Copy the rows below line for line, without changing any character.

-- Start INFORMATION SUPPLIED --

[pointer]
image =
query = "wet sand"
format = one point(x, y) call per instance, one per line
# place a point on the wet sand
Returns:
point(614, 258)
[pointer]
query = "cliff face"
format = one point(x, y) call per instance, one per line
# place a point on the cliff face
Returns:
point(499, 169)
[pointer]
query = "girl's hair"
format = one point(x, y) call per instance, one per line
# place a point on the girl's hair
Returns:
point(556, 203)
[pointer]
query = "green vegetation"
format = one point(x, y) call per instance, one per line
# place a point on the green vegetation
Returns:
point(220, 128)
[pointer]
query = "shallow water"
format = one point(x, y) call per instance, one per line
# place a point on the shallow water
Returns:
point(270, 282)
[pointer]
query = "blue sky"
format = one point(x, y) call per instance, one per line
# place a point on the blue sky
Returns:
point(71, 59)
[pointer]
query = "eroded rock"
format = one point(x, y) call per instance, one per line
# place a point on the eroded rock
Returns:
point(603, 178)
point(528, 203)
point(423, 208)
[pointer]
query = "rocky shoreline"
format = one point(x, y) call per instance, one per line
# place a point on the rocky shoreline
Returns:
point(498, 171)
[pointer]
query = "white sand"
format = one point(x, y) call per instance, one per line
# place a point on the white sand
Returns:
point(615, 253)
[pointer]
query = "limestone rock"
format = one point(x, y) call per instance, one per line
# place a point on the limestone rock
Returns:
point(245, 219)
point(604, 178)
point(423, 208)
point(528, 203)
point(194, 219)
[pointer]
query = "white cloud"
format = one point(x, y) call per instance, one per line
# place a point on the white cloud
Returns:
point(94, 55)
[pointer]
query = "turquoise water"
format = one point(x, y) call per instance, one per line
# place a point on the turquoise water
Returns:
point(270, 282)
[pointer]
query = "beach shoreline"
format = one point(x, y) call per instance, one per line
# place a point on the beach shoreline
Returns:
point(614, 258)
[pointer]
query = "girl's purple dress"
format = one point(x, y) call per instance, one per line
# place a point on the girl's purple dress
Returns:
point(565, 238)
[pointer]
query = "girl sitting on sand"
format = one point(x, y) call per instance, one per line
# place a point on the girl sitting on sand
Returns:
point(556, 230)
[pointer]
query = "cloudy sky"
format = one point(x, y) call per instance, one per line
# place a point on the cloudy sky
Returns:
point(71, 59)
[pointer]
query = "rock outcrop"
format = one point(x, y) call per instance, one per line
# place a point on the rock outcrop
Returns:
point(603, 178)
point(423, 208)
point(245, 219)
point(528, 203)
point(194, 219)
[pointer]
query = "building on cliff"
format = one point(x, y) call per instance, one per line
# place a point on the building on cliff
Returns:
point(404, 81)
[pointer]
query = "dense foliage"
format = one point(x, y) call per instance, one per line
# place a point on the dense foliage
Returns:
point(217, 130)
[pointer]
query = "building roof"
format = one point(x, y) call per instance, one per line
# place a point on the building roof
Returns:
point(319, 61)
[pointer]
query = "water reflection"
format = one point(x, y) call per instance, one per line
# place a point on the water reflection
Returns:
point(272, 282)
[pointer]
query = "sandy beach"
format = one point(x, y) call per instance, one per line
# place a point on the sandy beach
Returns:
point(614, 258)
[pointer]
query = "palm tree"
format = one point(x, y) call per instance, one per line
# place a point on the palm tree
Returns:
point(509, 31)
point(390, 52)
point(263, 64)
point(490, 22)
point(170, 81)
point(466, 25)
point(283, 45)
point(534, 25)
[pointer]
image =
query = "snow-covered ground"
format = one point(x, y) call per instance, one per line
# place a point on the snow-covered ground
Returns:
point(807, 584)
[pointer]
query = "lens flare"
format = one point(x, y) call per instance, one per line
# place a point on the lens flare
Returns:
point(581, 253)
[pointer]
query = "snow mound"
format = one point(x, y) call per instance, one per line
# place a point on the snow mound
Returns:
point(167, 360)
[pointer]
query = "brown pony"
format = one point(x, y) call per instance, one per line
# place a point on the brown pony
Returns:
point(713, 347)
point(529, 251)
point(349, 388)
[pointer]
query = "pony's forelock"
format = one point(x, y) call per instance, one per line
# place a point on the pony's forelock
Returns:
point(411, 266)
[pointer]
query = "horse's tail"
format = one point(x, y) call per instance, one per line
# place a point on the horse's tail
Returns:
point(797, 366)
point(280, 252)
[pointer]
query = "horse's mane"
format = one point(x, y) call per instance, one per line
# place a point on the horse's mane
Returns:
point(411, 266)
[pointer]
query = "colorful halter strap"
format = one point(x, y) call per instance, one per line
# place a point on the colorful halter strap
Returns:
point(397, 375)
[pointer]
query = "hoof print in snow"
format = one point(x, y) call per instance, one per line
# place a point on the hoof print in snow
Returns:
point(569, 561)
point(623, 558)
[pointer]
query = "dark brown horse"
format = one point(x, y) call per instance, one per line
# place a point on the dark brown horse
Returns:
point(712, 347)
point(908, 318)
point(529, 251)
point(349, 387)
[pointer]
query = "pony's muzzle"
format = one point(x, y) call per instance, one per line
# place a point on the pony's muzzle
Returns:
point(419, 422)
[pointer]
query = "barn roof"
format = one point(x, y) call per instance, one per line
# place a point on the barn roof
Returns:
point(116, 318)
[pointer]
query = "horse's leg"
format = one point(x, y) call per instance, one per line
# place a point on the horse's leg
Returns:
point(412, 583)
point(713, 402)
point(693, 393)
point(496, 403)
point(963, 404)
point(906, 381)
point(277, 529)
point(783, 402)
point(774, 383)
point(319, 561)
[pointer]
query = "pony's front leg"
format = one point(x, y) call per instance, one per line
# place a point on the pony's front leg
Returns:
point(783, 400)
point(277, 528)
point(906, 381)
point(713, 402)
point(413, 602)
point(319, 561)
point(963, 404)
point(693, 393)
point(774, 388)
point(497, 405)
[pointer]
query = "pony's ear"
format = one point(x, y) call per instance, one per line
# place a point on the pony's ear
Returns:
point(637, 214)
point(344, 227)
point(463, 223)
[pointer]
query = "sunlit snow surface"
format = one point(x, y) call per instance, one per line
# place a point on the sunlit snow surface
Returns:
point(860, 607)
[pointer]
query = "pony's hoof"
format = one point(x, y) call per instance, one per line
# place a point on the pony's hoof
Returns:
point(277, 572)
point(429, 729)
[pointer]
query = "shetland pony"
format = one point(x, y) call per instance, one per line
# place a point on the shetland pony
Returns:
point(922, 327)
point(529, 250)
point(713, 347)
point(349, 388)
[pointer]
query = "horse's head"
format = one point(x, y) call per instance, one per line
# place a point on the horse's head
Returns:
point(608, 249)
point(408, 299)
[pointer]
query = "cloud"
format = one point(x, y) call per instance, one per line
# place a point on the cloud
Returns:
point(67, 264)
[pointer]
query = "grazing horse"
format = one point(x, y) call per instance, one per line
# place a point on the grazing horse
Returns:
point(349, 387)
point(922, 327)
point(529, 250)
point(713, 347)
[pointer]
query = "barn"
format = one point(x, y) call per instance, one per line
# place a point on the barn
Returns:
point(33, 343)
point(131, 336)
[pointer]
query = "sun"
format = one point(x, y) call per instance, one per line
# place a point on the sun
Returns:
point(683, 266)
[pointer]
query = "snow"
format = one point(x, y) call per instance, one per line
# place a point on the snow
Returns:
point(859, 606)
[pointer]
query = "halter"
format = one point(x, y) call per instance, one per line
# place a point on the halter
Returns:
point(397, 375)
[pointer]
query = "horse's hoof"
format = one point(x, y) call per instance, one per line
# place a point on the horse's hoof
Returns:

-- End INFORMATION SUPPLIED --

● **RESULT BELOW**:
[pointer]
image =
query = "wet sand"
format = one point(x, y) call per instance, one per line
# place a point on the wet sand
Returns:
point(614, 258)
[pointer]
query = "cliff face"
format = one point(x, y) call per instance, one per line
# place a point on the cliff face
Returns:
point(499, 169)
[pointer]
query = "girl's hair"
format = one point(x, y) call per instance, one per line
# place a point on the girl's hair
Returns:
point(556, 203)
[pointer]
query = "green vegetation"
format = one point(x, y) call per instance, one per line
# place a point on the green vegetation
Returns:
point(220, 128)
[pointer]
query = "shallow water"
format = one point(x, y) call per instance, one per line
# place a point on the shallow water
Returns:
point(270, 282)
[pointer]
query = "blue sky"
format = one point(x, y) call per instance, one per line
# place a point on the blue sky
Returns:
point(71, 59)
[pointer]
query = "eroded rock"
format = one point(x, y) call per instance, one per line
# place a point on the eroded rock
Returns:
point(603, 178)
point(528, 203)
point(423, 208)
[pointer]
query = "rocky shoreline"
format = one point(x, y) call per instance, one per line
# place a point on the rocky shoreline
Returns:
point(498, 171)
[pointer]
query = "white sand"
format = one point(x, y) call per instance, one per line
# place a point on the white sand
Returns:
point(615, 253)
[pointer]
query = "limestone rock"
format = one point(x, y) call per instance, one per line
# place a point on the limestone rock
Returns:
point(245, 219)
point(604, 178)
point(423, 208)
point(528, 203)
point(194, 219)
[pointer]
query = "white cloud"
format = one point(x, y) call per instance, one per line
# place a point on the white cloud
Returns:
point(94, 55)
[pointer]
query = "turquoise water"
format = one point(x, y) call per instance, one per line
# place a point on the turquoise water
Returns:
point(270, 282)
[pointer]
query = "beach shoreline"
format = one point(x, y) call per instance, one per line
# place a point on the beach shoreline
Returns:
point(614, 258)
[pointer]
query = "girl's purple dress"
format = one point(x, y) call per instance, one per line
# place a point on the girl's purple dress
Returns:
point(565, 238)
[pointer]
query = "girl sitting on sand"
format = one point(x, y) call per instance, one per line
# place a point on the girl sitting on sand
Returns:
point(556, 230)
[pointer]
query = "cloudy sky"
format = one point(x, y) call per instance, one per line
# place a point on the cloudy sky
Returns:
point(71, 59)
[pointer]
query = "rock outcrop"
format = one point(x, y) call per instance, one per line
# place a point on the rock outcrop
Returns:
point(603, 178)
point(423, 208)
point(245, 219)
point(528, 203)
point(194, 219)
[pointer]
query = "building on cliff"
format = one point(x, y) call per instance, one per line
# place a point on the building on cliff
Returns:
point(404, 81)
[pointer]
query = "dense foliage"
format = one point(x, y) call per instance, one per line
# place a point on the dense foliage
Returns:
point(217, 130)
[pointer]
query = "building roof"
format = one point(x, y) call per instance, one per line
# place a point on the building roof
Returns:
point(319, 61)
[pointer]
query = "water reflection"
format = one point(x, y) call per instance, one per line
# place a point on the water reflection
Returns:
point(272, 282)
[pointer]
query = "sandy beach"
format = one point(x, y) call per instance, one per line
# place a point on the sandy beach
Returns:
point(614, 258)
[pointer]
query = "palm tree"
format = one point(x, y) call per instance, one per line
# place a point on the palm tree
Returns:
point(509, 31)
point(390, 52)
point(263, 64)
point(490, 22)
point(170, 81)
point(466, 25)
point(283, 45)
point(534, 25)
[pointer]
image =
query = "snow-covered ground"
format = one point(x, y) call per instance, one per line
# place a point on the snow-covered ground
Returns:
point(807, 584)
[pointer]
query = "lens flare"
format = one point(x, y) call per instance, one per line
# place a point on the lens flare
Returns:
point(581, 253)
[pointer]
query = "snow mound"
format = one point(x, y) call per instance, one per line
# place a point on the snow mound
Returns:
point(167, 360)
[pointer]
query = "brown pony"
format = one point(x, y) call per instance, one per line
# place a point on the brown pony
Returns:
point(713, 347)
point(529, 251)
point(349, 388)
[pointer]
query = "pony's forelock"
format = one point(x, y) call per instance, one per line
# place a point on the pony's forelock
Returns:
point(411, 266)
[pointer]
query = "horse's tail"
format = one point(x, y) call per instance, one per line
# place a point on the horse's tail
Returns:
point(797, 366)
point(280, 252)
[pointer]
query = "horse's mane"
format = one point(x, y) call per instance, one per line
# place a point on the horse's mane
Returns:
point(411, 266)
[pointer]
query = "colorful halter strap"
format = one point(x, y) call per instance, one per line
# place a point on the colorful halter strap
Returns:
point(397, 375)
[pointer]
query = "hoof print in snow"
format = one point(x, y) call per instance, one per line
# place a point on the hoof print in snow
Returns:
point(569, 561)
point(623, 558)
[pointer]
query = "dark brown horse"
format = one point(x, y) call per instance, one per line
# place a point on the dark brown horse
Returns:
point(712, 347)
point(908, 318)
point(529, 251)
point(349, 387)
[pointer]
query = "pony's muzzle"
format = one point(x, y) call per instance, one per line
# place a point on the pony's muzzle
Returns:
point(419, 422)
[pointer]
query = "barn roof"
format = one point(x, y) call per instance, one per line
# place a point on the barn roof
Returns:
point(116, 318)
[pointer]
query = "horse's leg"
format = one point(x, y) call per instance, one per line
# place a point on the horse's leg
Returns:
point(412, 583)
point(713, 402)
point(693, 393)
point(496, 403)
point(963, 404)
point(906, 381)
point(277, 529)
point(783, 402)
point(774, 383)
point(319, 561)
[pointer]
query = "pony's front leg"
format = one point(x, y) call per instance, one per line
# place a point on the pony's front leg
Returns:
point(783, 400)
point(277, 528)
point(906, 381)
point(713, 402)
point(413, 602)
point(319, 561)
point(963, 404)
point(693, 393)
point(774, 388)
point(497, 405)
[pointer]
query = "pony's ear"
format = one point(x, y) call per instance, one per line
# place a point on the pony's ear
Returns:
point(637, 214)
point(344, 227)
point(463, 223)
[pointer]
query = "sunlit snow surface"
format = one point(x, y) call per instance, one per line
# place a point on the sunlit snow surface
Returns:
point(860, 607)
[pointer]
query = "pony's hoof"
format = one point(x, y) call per instance, one per line
# place a point on the pony's hoof
Returns:
point(277, 572)
point(429, 729)
[pointer]
query = "shetland pony"
format = one point(x, y) call per instance, one per line
# place a point on the shetland pony
Returns:
point(922, 327)
point(529, 250)
point(713, 347)
point(349, 388)
[pointer]
query = "horse's head"
format = one point(x, y) call per instance, one per line
# place a point on the horse's head
Returns:
point(608, 249)
point(408, 299)
[pointer]
query = "cloud"
format = one point(x, y) call per instance, one per line
# place a point on the cloud
Returns:
point(67, 264)
[pointer]
query = "grazing horse"
format = one point(x, y) call per instance, one per line
# place a point on the grazing horse
Returns:
point(349, 387)
point(922, 327)
point(529, 250)
point(713, 347)
[pointer]
query = "barn"
format = one point(x, y) call per instance, one per line
# place a point on the barn
Returns:
point(33, 343)
point(131, 336)
[pointer]
query = "sun"
format = one point(x, y) call per instance, one per line
# place a point on the sun
Returns:
point(683, 266)
[pointer]
query = "snow"
format = one point(x, y) call per instance, one per line
# place a point on the snow
Returns:
point(859, 606)
[pointer]
query = "halter"
format = one point(x, y) call per instance, one per line
# place a point on the halter
Returns:
point(397, 375)
[pointer]
query = "horse's hoof"
format = one point(x, y) call per instance, one per line
# place a point on the horse's hoof
Returns:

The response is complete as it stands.